/---
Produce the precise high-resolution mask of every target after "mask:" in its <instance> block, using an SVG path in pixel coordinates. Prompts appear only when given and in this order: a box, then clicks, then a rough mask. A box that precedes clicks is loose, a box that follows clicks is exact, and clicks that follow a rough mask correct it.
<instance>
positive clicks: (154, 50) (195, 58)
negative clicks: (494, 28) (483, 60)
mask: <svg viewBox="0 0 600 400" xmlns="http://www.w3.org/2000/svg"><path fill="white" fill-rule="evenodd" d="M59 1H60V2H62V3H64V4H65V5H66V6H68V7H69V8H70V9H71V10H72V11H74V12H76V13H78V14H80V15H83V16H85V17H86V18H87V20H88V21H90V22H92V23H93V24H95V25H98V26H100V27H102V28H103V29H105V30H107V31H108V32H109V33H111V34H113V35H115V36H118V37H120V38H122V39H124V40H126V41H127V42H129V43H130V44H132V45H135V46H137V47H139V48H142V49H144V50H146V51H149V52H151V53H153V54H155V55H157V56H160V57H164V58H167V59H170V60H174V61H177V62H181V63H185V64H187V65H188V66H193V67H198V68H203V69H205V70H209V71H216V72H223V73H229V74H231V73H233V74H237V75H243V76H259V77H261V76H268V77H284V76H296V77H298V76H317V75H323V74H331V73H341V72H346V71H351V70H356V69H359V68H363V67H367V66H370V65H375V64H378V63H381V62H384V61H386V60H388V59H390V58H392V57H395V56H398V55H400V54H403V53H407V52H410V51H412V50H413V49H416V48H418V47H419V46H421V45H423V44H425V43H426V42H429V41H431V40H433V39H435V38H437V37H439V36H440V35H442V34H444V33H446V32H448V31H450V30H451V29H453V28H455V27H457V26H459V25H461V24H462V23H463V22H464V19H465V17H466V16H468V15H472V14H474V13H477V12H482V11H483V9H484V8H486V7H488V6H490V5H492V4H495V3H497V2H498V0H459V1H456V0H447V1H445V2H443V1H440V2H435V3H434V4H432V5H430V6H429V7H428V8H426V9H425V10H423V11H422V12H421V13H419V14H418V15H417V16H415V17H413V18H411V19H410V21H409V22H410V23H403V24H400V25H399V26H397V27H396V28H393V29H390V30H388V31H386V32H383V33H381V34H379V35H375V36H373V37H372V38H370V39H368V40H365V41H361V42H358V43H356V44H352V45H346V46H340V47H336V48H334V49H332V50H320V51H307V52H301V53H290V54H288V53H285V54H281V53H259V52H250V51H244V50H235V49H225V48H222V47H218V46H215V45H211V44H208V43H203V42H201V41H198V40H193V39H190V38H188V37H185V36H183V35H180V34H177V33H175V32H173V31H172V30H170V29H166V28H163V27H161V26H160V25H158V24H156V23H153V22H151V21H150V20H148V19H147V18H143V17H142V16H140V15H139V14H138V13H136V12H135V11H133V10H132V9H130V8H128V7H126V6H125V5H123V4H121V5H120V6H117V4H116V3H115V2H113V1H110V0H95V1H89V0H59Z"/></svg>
\---
/---
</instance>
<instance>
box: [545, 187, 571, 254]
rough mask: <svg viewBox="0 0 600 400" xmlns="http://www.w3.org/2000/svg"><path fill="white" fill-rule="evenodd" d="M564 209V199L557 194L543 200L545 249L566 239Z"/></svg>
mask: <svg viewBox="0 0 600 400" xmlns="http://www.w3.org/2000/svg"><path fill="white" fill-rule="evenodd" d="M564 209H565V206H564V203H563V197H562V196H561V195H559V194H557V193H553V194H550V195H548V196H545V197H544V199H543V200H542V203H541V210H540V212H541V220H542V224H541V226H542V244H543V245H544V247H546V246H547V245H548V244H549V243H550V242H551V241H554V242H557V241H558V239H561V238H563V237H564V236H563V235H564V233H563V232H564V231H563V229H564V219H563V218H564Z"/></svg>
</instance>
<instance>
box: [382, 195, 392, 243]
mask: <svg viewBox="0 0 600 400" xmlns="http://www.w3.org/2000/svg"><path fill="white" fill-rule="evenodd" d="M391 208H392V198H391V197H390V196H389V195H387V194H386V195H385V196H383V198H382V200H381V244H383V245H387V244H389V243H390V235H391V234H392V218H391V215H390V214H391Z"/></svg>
\---
/---
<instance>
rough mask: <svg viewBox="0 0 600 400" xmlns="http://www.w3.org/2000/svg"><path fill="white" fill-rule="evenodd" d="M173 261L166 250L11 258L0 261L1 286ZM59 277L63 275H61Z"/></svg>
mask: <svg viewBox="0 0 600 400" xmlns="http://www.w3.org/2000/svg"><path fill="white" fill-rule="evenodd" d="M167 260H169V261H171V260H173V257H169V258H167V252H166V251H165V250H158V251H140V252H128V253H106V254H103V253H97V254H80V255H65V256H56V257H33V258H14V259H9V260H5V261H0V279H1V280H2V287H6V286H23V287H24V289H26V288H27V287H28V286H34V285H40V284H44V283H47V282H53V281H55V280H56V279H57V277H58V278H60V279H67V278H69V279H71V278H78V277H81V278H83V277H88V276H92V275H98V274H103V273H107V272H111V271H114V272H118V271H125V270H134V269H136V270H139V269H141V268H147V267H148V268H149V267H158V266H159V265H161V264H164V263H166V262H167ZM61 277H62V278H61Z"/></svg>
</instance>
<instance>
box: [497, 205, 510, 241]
\---
Return the lines of material verbatim, from the line containing "Produce the precise" up to and including the line containing "negative clicks: (494, 28) (483, 60)".

Your response:
Produce the precise high-resolution mask of every target after "mask:" in its <instance> block, using an SVG path in pixel coordinates. Prompts appear only when given and in this order: a box, then clicks, then a rough mask. A box that precedes clicks is loose, a box that follows clicks is exact, and clicks that follow a rough mask correct it.
<instance>
positive clicks: (154, 50) (195, 58)
negative clicks: (494, 28) (483, 60)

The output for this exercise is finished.